### PROBLEM DETAILS
Copy the entries from the line containing "query | dark trousers" through the end of the entries, inclusive, and substitute "black trousers" for every occurrence of "dark trousers", changing nothing else. Give only these lines.

### DATA SUPPLIED
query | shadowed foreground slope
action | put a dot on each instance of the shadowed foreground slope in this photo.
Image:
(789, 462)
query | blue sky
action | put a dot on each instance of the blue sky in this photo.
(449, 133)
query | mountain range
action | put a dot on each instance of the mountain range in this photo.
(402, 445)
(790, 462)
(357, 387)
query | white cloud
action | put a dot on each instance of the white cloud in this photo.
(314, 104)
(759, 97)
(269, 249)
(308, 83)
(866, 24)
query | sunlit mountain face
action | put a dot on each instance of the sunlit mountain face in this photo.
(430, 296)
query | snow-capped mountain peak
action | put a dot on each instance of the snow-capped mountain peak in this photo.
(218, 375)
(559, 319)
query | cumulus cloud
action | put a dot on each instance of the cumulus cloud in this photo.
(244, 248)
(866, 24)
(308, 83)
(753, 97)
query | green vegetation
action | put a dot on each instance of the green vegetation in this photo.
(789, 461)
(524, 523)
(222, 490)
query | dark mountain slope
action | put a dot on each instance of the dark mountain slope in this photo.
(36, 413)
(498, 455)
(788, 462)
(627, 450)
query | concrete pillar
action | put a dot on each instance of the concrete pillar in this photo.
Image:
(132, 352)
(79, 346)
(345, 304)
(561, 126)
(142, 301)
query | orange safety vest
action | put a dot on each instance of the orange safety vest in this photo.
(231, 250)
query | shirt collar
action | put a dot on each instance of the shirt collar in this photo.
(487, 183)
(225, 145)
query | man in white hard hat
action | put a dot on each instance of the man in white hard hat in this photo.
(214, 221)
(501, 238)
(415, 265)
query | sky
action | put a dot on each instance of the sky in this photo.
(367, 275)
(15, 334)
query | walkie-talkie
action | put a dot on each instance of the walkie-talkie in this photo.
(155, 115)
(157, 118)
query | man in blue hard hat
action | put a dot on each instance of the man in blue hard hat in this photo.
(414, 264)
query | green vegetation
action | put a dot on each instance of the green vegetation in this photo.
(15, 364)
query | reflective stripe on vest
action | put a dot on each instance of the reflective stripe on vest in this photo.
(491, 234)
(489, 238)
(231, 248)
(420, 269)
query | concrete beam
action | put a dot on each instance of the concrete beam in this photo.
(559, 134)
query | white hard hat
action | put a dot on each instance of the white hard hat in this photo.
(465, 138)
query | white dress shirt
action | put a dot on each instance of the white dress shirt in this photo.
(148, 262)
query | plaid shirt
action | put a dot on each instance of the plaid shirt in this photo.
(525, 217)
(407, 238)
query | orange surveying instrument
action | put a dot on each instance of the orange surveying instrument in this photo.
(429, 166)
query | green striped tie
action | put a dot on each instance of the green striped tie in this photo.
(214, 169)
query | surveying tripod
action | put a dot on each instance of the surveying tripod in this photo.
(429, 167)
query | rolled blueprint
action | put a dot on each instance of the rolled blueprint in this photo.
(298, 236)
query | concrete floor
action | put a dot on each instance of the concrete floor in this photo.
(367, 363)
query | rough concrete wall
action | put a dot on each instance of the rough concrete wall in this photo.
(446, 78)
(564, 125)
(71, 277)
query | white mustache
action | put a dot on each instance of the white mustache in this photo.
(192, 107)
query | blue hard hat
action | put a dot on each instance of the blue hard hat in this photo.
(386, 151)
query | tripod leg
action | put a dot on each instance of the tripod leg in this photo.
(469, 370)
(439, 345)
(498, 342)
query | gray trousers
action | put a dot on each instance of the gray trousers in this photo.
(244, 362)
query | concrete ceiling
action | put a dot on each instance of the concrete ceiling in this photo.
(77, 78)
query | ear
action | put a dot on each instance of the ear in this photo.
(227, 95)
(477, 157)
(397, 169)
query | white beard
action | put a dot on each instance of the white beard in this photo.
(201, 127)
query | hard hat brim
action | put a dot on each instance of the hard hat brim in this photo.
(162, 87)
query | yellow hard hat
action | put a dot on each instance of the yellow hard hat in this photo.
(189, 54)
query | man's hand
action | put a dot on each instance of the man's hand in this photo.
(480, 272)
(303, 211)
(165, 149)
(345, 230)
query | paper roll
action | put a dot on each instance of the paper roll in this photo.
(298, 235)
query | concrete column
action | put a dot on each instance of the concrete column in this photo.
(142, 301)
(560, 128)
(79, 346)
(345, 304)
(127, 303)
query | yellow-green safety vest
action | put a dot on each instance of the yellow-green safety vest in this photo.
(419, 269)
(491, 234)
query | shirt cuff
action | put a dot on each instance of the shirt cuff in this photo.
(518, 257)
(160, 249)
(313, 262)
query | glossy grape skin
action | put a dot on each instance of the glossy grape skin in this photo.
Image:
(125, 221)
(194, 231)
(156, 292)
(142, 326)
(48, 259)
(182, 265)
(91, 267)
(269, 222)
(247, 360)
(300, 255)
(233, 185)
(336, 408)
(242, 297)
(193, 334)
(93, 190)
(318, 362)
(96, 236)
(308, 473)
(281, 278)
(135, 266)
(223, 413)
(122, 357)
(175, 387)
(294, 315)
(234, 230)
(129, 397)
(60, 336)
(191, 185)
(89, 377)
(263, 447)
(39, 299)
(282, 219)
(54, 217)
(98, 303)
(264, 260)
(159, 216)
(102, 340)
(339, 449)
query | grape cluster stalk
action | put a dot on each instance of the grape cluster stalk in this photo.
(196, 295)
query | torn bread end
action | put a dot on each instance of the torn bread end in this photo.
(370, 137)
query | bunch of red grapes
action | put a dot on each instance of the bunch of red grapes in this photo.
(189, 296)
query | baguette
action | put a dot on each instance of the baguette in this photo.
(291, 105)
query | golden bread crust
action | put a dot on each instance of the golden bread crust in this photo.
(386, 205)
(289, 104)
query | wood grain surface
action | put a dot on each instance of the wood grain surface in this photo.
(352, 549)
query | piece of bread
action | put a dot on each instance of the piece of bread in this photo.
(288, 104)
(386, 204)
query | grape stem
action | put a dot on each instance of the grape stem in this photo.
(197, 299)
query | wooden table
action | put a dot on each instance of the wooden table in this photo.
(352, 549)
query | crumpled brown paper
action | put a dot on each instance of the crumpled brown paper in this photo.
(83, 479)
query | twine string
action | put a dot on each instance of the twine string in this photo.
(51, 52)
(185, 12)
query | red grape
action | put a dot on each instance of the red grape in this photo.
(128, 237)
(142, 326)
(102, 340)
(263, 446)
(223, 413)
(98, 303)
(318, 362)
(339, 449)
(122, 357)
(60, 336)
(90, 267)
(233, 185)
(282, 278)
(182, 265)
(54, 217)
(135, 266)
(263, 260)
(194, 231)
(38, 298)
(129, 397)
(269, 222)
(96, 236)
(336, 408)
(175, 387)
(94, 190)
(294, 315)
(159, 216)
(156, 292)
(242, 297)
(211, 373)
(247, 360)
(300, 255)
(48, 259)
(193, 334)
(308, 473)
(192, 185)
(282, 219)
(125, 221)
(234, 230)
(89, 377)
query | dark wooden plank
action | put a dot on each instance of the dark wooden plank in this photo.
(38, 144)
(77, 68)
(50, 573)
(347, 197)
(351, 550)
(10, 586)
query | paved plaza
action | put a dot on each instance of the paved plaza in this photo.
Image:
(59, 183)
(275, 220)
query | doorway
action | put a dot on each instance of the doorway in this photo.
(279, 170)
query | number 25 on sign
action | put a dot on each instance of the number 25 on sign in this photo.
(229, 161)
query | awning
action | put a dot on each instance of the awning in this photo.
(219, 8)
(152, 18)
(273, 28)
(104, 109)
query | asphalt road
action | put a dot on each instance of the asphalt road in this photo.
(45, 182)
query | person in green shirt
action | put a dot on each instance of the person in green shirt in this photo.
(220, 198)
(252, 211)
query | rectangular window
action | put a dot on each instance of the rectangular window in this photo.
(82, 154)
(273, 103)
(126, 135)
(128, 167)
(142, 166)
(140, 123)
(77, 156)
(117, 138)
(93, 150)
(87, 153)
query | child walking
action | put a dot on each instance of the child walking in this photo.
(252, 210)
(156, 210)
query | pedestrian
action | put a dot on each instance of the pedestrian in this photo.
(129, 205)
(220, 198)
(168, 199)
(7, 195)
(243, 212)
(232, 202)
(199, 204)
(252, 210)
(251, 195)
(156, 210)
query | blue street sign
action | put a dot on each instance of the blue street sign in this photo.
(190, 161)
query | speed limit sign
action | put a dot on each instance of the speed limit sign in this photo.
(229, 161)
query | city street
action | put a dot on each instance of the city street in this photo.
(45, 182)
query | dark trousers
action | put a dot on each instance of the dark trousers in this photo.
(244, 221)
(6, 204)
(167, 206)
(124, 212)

### RESULT FOR THIS TASK
query | black trousers
action | put a dot on each instance of the black trousers in this photo.
(244, 221)
(6, 204)
(167, 206)
(124, 212)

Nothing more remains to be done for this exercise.